### STATED EXERCISE
Starting at the line of the material that contains "Query: **text 'certificate of appreciation'**" and continuing through the end of the material, rewrite those lines with "sample" changed to "specimen" and everything else left as it is.

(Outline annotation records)

* * * * * * *

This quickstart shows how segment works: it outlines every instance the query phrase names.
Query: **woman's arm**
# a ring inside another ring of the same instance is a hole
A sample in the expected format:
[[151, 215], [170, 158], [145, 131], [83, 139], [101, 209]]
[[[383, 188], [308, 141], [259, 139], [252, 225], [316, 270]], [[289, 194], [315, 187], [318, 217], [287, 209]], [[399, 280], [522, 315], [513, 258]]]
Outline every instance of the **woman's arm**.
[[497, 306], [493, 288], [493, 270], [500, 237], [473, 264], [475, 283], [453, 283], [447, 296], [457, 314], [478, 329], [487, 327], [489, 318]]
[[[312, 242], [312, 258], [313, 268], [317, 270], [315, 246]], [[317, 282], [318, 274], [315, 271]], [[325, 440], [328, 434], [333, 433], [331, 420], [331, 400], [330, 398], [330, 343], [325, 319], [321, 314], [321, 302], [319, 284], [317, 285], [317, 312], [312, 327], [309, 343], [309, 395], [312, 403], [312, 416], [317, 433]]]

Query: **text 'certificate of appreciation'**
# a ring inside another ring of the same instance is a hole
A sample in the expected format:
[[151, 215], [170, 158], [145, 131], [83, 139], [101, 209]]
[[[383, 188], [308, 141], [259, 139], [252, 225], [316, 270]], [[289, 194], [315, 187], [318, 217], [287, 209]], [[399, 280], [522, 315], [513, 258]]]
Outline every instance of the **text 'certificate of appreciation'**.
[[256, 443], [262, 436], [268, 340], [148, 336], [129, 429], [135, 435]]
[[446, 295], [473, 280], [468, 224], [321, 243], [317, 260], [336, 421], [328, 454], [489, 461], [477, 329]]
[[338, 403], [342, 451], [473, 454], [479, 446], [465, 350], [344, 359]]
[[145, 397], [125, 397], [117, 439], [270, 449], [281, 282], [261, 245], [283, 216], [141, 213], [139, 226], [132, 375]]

* * * * * * *

### CORRECT RESULT
Query: **text 'certificate of appreciation'**
# a ring inside another ring of the same instance is a hole
A specimen in the expected format:
[[151, 215], [170, 158], [145, 131], [83, 139], [101, 209]]
[[[383, 188], [308, 141], [259, 139], [252, 225], [316, 270]], [[289, 194], [315, 187], [318, 217], [287, 209]], [[399, 280], [522, 315], [513, 258]]]
Outline every instance of the **text 'certificate of appreciation'**.
[[256, 443], [262, 436], [268, 340], [148, 336], [129, 429], [135, 435]]
[[446, 295], [473, 280], [468, 224], [321, 243], [317, 260], [336, 421], [328, 454], [489, 461], [477, 329]]
[[338, 403], [342, 451], [473, 454], [479, 446], [465, 350], [344, 359]]
[[145, 397], [125, 397], [117, 439], [270, 449], [281, 282], [261, 245], [283, 216], [141, 213], [139, 226], [132, 375]]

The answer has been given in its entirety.